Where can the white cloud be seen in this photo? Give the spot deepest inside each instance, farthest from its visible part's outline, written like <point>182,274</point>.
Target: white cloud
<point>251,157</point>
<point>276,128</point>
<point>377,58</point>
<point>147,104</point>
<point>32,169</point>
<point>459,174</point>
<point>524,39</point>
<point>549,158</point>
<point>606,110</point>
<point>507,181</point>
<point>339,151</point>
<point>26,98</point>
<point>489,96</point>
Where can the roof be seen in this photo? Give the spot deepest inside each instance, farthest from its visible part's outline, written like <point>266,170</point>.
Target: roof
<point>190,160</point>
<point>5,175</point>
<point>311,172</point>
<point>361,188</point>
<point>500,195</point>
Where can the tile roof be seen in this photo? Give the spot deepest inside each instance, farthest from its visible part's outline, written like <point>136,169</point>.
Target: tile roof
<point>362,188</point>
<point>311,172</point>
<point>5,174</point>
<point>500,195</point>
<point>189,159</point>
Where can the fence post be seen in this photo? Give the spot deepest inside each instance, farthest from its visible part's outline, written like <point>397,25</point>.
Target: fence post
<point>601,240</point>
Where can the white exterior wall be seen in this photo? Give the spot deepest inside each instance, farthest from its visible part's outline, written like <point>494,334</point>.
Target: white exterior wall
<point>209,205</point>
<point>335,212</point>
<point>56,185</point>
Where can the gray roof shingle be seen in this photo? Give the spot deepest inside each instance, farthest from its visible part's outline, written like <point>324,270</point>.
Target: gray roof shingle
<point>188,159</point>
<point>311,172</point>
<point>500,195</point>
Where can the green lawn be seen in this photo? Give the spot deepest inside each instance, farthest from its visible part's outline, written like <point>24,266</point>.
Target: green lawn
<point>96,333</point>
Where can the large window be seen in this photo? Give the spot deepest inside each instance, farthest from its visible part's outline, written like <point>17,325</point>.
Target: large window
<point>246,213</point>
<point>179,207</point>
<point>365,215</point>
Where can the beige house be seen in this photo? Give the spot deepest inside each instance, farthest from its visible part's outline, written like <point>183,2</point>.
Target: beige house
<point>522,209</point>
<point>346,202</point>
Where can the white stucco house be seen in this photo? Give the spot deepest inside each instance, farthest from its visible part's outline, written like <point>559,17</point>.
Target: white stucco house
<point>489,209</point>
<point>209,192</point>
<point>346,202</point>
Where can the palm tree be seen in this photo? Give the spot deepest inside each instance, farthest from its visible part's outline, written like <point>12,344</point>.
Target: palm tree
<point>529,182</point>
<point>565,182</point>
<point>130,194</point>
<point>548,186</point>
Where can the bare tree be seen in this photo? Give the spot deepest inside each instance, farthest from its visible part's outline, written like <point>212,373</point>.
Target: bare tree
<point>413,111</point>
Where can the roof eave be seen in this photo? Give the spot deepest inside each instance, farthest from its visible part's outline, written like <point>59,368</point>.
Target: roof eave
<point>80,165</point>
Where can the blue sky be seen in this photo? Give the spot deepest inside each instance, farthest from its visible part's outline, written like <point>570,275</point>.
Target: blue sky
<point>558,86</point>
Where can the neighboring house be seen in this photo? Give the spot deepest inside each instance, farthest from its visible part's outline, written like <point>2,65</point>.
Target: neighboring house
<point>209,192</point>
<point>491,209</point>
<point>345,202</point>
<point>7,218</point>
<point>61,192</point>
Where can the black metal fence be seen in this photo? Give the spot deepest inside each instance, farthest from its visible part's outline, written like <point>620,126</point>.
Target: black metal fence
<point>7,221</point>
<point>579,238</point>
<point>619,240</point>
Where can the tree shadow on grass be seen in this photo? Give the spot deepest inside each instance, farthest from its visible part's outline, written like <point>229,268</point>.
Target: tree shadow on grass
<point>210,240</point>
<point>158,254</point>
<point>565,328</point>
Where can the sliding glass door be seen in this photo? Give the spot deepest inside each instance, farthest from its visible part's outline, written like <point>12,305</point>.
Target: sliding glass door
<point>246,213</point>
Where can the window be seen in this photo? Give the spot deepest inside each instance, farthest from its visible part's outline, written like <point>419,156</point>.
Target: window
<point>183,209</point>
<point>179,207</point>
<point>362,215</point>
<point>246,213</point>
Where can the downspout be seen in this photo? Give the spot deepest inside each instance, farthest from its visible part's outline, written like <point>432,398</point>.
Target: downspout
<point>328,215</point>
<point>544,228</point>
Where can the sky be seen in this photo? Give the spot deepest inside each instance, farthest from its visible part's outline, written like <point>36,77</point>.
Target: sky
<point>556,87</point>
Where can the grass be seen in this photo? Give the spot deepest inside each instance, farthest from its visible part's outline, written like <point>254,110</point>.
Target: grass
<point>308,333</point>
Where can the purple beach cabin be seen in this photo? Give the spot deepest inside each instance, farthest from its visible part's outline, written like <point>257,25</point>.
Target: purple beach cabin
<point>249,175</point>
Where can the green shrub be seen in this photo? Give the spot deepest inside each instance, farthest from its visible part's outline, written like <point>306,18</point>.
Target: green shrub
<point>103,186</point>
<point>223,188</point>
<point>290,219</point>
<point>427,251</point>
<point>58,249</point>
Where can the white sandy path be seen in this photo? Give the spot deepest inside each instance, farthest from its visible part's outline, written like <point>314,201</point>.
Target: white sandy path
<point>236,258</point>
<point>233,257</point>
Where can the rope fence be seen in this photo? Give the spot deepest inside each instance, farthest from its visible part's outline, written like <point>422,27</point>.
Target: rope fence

★ ★ ★

▶ [TASK DESCRIPTION] Only the lines above starting at the line that holds "Target: white cloud" and ending at the line that holds "Where can the roof be" are to be repeated, exactly and in full.

▶ [WORKED SOLUTION]
Target: white cloud
<point>251,157</point>
<point>276,128</point>
<point>377,58</point>
<point>147,104</point>
<point>32,169</point>
<point>459,174</point>
<point>524,39</point>
<point>549,158</point>
<point>606,110</point>
<point>507,181</point>
<point>339,151</point>
<point>26,98</point>
<point>489,96</point>
Where can the roof be seen in this photo? Give the spot deepest inside each instance, farthest from its visible part's outline, written like <point>266,170</point>.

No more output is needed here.